(EXTRACTED MATERIAL Opens)

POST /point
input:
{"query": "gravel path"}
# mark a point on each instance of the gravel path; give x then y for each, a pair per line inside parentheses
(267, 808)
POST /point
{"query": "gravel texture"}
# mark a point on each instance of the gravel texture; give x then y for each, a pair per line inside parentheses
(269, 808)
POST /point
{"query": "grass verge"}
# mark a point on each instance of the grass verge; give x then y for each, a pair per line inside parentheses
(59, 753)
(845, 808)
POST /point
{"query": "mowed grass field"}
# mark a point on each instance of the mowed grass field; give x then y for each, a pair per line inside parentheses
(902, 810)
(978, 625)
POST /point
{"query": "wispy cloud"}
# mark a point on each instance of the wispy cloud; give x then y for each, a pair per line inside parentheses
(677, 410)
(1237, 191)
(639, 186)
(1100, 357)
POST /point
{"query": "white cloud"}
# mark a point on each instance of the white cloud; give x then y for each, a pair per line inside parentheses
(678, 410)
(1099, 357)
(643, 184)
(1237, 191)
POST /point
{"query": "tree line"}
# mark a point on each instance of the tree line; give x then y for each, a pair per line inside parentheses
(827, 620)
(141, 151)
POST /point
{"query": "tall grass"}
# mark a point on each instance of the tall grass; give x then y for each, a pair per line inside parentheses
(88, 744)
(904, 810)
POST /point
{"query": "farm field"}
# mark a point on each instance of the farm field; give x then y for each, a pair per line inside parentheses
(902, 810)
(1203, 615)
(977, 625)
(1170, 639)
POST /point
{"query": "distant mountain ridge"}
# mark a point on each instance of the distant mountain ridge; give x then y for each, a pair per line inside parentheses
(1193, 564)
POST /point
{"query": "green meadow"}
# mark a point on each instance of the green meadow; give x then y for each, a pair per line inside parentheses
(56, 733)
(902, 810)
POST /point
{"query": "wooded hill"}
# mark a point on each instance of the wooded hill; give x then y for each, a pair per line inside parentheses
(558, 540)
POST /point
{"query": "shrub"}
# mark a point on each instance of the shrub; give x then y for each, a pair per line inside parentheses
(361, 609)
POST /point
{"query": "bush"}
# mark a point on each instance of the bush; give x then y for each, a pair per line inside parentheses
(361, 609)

(EXTRACTED MATERIAL Closes)

* [REQUIRED ACTION]
Word for word, reproduce all of the material shown above.

* [ANSWER FOR THIS EXERCISE]
POST /point
input:
{"query": "gravel path"}
# mark a point on each instance of the gravel path; give x then y for each, a pair per line inside parentheses
(267, 808)
POST /point
{"query": "gravel texture"}
# mark a point on each instance of the gravel texture; give x then y for each, a pair per line inside parentheses
(269, 808)
POST /point
{"query": "grass verge"}
# mark a point on each instance of the grass verge; give x then y for each, a pair per line inside parentheses
(59, 753)
(845, 808)
POST /point
{"query": "mowed grass field"}
# mark a point on each instance of the mowed grass field; give x then y for each, a pair per line inside parentheses
(902, 810)
(978, 625)
POST /point
{"query": "wispy cloud"}
# mark a point on each instance of the wispy cloud; give x then y for each, a pair per line inside parentheses
(677, 410)
(1237, 191)
(639, 186)
(1100, 357)
POST /point
{"query": "white cloud"}
# mark a point on each instance of the white cloud; give x then y for each, a pair per line inside parentheses
(678, 410)
(1099, 357)
(643, 184)
(1237, 191)
POST /point
{"query": "tree line"}
# mark a point on each instance of the tree line; give x then y for each, a pair per line inside parentheses
(827, 620)
(141, 151)
POST /point
{"query": "tall grass"}
# mark a point on each instance of the tall grass; give x then y for each, a pair per line inside parentheses
(88, 744)
(904, 810)
POST /point
{"query": "farm field"}
# mark a point on each instance of the farm field; give x then y for each, a pair per line inside parentheses
(902, 810)
(1203, 615)
(977, 625)
(1170, 639)
POST /point
{"query": "distant mountain ridge"}
# mark a point on each instance of the distant mountain ridge; give x then y for each, a pair per line inside parentheses
(1193, 564)
POST /point
{"query": "green meadow"}
# mark a point on each instance of the green meadow; give x then y for each, a pair per line inside parentheses
(56, 733)
(902, 810)
POST /point
{"query": "wooded hill"}
# mark a point on each instance of the wooded hill; give x then y for each, a pair per line inside parentheses
(558, 540)
POST /point
{"query": "shrub"}
# mark a point on each instance of the shrub; give x then y for each, a pair per line inside parentheses
(361, 609)
POST /point
{"query": "bush"}
# mark a point on each instance of the bush; give x then y for each, a pair per line inside parentheses
(361, 609)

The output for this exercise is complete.